## SUPPLIED MATERIAL
** START **

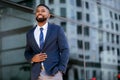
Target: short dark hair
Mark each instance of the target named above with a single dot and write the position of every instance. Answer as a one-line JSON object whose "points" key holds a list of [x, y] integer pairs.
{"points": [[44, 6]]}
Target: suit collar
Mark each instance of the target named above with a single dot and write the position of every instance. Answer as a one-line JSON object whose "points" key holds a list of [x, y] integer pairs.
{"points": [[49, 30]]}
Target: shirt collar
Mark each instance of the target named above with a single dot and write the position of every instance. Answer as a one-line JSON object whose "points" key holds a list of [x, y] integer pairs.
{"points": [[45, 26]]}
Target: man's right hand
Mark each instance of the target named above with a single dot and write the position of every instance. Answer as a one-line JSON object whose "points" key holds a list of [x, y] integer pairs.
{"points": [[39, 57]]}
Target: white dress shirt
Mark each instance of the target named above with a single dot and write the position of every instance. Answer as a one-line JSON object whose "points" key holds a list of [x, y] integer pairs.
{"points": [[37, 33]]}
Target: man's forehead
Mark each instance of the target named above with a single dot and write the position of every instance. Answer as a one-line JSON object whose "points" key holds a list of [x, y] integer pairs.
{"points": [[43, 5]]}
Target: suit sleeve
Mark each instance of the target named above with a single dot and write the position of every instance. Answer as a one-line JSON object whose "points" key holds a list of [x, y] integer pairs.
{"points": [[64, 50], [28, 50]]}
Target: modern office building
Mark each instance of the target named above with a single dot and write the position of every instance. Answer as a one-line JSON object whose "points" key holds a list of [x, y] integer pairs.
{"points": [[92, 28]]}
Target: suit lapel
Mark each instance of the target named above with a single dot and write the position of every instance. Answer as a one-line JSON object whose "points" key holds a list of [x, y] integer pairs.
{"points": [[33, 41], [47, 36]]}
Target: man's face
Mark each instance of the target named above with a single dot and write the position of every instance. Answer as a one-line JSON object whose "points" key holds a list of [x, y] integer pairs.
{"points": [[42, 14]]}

** END **

Images in the records should not be copied. Repeat all the rest exactly.

## PROBLEM SOLUTION
Target: short dark hair
Mark each instance of the target named above with a single dot and write the position of every instance. Answer as a one-line JSON object whose "points" key holds a list of [x, y] integer pairs.
{"points": [[44, 6]]}
Target: suit collar
Mark each instance of the target named above with a single dot and write the position of every instance. Answer as a one-line JSON object whose "points" key holds a list of [x, y] integer pairs.
{"points": [[49, 30]]}
Target: shirt collar
Mark each instance of the target named above with a single dot and write the position of every instance. Answer as a one-line JSON object whose "points" key holds a list of [x, y] integer pairs.
{"points": [[45, 26]]}
Target: man's right hand
Mark each instance of the target named above with a single dot and write the position of every instance. Answer as a one-line JSON object whose "points" key holds a list of [x, y] integer pairs.
{"points": [[39, 57]]}
Target: white dress shirt
Mark each instance of the target named above with a single dot and write the position of every instance. Answer as a one-line JSON object whose "points" key holds a list of [x, y] integer pairs.
{"points": [[37, 33]]}
Target: man's forehead
Mark each instance of the target named above with a single dot and write the position of every instance. Answer as a one-line JSON object whose "points" key holds a list of [x, y] integer pairs.
{"points": [[43, 5]]}
Target: suit sleeve
Mark each instance of the target named above with a single dot and write the position of every instance. Answer as a one-line JSON object whose "points" key holds a list of [x, y] integer pairs.
{"points": [[64, 50], [28, 50]]}
Target: modern office building
Mark each instance of the target named above with a single dot and write the position of every instance. Answer as a one-line JSON object whose "points" key holds a list of [x, y] integer pairs.
{"points": [[92, 28]]}
Target: suit lapel
Mark each instance of the target named above with a single dot and write the position of every instance. Answer as a one-line JSON object whose "points" key holds a list of [x, y] integer pairs.
{"points": [[33, 41], [47, 36]]}
Target: man's face
Mark each instance of the target named above with a single dot and write the position of every instance. Answer as a one-line JSON object whose "points" key holds a list of [x, y] integer pairs.
{"points": [[42, 14]]}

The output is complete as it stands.